(Source data)
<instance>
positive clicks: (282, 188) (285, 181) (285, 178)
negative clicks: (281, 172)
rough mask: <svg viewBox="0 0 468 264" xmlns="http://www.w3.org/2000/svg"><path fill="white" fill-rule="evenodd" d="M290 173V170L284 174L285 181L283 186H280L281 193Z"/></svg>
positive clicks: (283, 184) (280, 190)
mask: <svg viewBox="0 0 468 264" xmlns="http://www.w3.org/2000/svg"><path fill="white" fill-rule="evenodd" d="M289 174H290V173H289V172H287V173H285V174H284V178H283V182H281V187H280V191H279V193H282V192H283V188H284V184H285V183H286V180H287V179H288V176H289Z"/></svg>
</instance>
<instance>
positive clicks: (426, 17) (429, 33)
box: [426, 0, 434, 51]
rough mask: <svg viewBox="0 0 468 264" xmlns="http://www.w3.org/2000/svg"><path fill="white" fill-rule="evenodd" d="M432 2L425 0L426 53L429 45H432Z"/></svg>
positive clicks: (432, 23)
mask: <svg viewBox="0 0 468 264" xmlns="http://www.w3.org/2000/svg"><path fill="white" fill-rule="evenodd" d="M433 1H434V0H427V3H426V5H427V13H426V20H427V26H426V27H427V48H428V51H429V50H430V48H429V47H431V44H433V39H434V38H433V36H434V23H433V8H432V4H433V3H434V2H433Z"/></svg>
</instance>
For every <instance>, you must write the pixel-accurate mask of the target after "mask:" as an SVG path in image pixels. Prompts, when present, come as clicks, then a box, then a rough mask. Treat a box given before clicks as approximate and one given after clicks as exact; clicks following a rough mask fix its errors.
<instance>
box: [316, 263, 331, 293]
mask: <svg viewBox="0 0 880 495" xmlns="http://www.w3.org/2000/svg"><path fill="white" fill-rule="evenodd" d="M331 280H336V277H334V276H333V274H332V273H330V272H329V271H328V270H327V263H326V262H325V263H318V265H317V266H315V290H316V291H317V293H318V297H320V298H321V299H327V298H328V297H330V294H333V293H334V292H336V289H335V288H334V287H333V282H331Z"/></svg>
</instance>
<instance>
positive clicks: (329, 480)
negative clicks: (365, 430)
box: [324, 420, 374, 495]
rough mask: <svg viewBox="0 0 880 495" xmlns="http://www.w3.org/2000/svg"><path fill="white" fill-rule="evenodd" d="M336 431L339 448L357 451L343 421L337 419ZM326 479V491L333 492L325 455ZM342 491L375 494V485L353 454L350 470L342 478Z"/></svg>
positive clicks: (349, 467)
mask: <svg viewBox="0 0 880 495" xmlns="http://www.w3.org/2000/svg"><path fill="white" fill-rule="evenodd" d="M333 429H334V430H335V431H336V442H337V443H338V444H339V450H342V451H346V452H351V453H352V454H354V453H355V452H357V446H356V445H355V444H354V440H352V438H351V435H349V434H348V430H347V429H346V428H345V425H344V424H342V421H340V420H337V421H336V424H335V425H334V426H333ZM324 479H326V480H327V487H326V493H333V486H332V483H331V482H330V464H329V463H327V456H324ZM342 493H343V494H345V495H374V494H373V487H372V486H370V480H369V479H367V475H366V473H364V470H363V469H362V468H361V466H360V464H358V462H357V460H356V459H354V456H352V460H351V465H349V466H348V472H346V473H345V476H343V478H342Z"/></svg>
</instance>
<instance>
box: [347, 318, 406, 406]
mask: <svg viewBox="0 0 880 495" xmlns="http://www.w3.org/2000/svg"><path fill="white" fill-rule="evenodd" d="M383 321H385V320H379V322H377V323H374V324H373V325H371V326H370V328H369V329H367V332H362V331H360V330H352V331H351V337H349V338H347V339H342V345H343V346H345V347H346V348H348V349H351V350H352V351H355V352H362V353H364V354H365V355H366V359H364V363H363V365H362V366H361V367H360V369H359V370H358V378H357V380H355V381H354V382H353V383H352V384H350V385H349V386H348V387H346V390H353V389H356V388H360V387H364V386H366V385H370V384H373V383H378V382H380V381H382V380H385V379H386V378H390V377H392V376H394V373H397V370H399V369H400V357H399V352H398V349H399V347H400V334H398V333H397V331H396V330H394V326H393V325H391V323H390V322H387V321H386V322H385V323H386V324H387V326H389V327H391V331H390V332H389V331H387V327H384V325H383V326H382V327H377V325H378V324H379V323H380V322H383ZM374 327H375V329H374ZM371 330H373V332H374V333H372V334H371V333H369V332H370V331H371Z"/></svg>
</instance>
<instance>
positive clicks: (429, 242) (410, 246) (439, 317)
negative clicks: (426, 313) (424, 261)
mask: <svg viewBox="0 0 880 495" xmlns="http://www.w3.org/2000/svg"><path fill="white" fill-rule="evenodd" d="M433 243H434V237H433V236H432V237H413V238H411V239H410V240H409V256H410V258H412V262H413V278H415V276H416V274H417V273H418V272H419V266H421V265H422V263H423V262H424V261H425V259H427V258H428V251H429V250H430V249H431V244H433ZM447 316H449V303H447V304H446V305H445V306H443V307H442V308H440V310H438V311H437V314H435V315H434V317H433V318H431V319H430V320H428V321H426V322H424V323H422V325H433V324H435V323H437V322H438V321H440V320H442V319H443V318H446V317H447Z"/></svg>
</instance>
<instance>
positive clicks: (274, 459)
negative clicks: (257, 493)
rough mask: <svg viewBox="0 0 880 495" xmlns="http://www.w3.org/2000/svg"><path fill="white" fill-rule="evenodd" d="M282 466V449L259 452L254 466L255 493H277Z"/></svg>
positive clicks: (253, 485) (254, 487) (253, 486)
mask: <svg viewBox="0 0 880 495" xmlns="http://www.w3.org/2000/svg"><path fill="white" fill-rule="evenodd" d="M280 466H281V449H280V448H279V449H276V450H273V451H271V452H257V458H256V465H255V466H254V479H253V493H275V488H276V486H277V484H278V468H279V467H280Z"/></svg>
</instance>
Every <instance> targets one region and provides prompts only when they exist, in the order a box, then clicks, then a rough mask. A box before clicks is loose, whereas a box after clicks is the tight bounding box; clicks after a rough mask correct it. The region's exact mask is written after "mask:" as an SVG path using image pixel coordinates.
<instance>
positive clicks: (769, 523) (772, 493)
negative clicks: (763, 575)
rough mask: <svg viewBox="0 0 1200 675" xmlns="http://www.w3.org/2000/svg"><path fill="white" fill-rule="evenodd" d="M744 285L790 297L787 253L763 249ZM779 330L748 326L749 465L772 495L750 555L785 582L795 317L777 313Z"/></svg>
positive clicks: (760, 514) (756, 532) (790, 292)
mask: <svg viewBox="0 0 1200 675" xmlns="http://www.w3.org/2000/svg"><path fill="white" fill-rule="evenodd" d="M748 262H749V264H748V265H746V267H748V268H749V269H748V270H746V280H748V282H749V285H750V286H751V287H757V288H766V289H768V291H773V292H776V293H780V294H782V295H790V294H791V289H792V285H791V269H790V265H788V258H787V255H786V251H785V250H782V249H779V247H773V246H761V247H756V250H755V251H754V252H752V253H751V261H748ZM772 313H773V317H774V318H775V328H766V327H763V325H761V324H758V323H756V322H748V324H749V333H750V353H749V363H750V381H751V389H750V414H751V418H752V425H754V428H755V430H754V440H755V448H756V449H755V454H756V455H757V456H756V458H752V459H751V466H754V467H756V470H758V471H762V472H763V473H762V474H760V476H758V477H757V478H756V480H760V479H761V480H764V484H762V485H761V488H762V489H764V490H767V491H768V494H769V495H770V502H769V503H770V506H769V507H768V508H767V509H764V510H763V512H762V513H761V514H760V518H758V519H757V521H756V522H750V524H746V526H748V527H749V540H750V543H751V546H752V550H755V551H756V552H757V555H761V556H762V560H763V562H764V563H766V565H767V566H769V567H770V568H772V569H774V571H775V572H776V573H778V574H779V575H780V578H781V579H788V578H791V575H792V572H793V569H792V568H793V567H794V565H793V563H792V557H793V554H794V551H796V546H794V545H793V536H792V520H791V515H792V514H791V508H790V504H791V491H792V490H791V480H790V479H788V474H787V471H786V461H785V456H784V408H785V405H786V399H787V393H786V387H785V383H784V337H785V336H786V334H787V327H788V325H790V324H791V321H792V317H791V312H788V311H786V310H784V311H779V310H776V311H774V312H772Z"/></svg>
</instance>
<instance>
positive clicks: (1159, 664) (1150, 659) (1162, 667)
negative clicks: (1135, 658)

TASK ITEM:
Copy the lines of the source data verbatim, starting with the first line and ending with the line containing "positive clicks: (283, 184) (280, 190)", inclusive.

EXERCISE SOLUTION:
<instance>
positive clicks: (282, 188) (285, 181) (285, 178)
negative clicks: (281, 172)
rough mask: <svg viewBox="0 0 468 264" xmlns="http://www.w3.org/2000/svg"><path fill="white" fill-rule="evenodd" d="M290 173V170L284 174L285 181L283 186H280L281 193Z"/></svg>
positive clicks: (283, 184) (280, 190)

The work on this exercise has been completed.